• **Given instruction**:
Summarize the fishing thread below in two sentences.

• **Document excerpt**:
= = = = = = =
# Flathead Bank Fishing, Giant Turtle.



## CatHunter (Dec 31, 2008)

*We decided to try a new bank location last night, so we threw the little boat on the back of the truck and waddled down to the river.
 
After clearing out a little area to fish we got the first pole in the water, before we could get the second bait on we hung something big. After a good fight across the bottom we finally got the creature to the bank. It turned out to be a big Alligator snapping turtle, and damn was he strong!
 
I would have to guesstimate the turtle to be somewhere on the lines of 90-100lbs. After some fancy foot work we got the hook out and sent him on his way.
 
Ten minutes later we got a good sized chain pickerel, then 3 bowfins 2 gars, 1 eel and finally a Flathead at the end of the night. A really slow night but I thought I would share that turtle with you guys.:thumbsup:

 *

https://www.youtube.com/watch?v=2wRpte8cnXQ 
Video of the turtle battle above.


----------



## Five Prongs Of Fury (Apr 15, 2008)

Damn he's big!!! Got a head like a gallon jug. I bet bet he's pushing a 100 years old too. Glad you was able to release him with no injuries to either party involved.


----------



## Realtor (Oct 1, 2007)

yep, That's a BIG turtle. Wonder how old it was.... Neat!


----------



## CatHunter (Dec 31, 2008)

Realtor said:


> yep, That's a BIG turtle. Wonder how old it was.... Neat!


I goggled it this 100lber was said to be 150 years old


----------



## TailRazor (Apr 25, 2011)

Now that's "Liive Action"!!!


----------



## Rustifaro (Jul 16, 2008)

Really enjoyed your video. Thanks...


----------



## chad403 (Apr 20, 2008)

*turtle*

Turtle soup!


----------



## jaster (Oct 7, 2007)

I am with Chad^^^


----------



## jcoss15 (Oct 11, 2010)

Another reason I would never noodle a catfish in these parts....


----------



## BBreeze (Aug 26, 2009)

That's a big turtle. I thought he was going take ya for a swim


----------
= = = = = = =
• **Information provided**:
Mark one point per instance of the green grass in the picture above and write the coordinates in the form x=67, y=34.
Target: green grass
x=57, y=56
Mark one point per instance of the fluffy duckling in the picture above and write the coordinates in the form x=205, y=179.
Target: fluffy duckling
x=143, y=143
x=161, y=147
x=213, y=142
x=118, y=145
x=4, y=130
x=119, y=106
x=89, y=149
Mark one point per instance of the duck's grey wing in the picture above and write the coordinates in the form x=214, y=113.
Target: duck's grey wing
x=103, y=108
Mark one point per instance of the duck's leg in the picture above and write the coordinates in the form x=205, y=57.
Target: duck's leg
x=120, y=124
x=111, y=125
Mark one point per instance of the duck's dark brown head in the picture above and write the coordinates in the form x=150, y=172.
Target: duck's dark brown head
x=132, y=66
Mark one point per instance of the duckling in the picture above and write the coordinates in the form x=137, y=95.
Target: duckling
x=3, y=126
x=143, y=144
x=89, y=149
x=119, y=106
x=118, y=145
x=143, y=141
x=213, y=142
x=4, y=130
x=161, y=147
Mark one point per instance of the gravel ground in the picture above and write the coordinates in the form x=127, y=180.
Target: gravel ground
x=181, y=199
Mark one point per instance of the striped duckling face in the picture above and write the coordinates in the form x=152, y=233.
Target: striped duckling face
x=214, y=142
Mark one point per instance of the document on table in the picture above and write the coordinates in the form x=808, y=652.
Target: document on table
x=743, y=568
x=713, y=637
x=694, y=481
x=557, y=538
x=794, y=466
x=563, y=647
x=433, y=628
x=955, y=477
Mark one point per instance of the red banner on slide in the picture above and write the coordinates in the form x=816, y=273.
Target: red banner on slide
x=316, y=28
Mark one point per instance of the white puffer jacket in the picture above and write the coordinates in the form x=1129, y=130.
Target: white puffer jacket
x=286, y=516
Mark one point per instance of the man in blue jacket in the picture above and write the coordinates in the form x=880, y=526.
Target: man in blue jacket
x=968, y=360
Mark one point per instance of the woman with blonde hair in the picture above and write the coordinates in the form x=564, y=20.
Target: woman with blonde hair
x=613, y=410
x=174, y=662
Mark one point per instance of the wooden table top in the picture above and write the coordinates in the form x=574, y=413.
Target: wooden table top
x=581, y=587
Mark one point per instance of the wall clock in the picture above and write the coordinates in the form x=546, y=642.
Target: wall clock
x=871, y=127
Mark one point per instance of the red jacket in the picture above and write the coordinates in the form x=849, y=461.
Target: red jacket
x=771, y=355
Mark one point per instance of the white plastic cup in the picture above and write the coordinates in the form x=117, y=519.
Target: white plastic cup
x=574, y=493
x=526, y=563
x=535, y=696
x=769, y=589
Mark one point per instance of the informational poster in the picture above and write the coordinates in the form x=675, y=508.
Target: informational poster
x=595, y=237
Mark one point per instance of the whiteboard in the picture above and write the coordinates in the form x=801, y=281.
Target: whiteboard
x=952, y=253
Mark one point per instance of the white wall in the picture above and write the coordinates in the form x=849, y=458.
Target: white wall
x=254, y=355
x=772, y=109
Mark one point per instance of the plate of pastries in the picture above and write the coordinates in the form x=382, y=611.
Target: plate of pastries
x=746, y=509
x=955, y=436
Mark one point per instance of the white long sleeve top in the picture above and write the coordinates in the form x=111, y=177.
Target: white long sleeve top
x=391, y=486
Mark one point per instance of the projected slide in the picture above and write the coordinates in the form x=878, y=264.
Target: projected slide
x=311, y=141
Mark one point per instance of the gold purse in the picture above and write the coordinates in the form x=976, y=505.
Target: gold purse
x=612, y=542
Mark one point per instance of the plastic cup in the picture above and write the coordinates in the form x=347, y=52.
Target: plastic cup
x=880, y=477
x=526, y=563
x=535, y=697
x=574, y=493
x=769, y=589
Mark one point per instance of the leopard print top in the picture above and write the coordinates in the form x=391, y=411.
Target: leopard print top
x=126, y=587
= = = = = = =
• **Written solution**:
While bank fishing at a new spot on the river one night, the original poster hooked an Alligator snapping turtle estimated at 90 to 100 pounds, removed the hook, and released it, and later caught a chain pickerel, three bowfins, two gars, an eel, and a flathead. Other members commented on the turtle's size and wondered about its age, and the original poster replied that a search online said a 100-pound turtle like this one was 150 years old.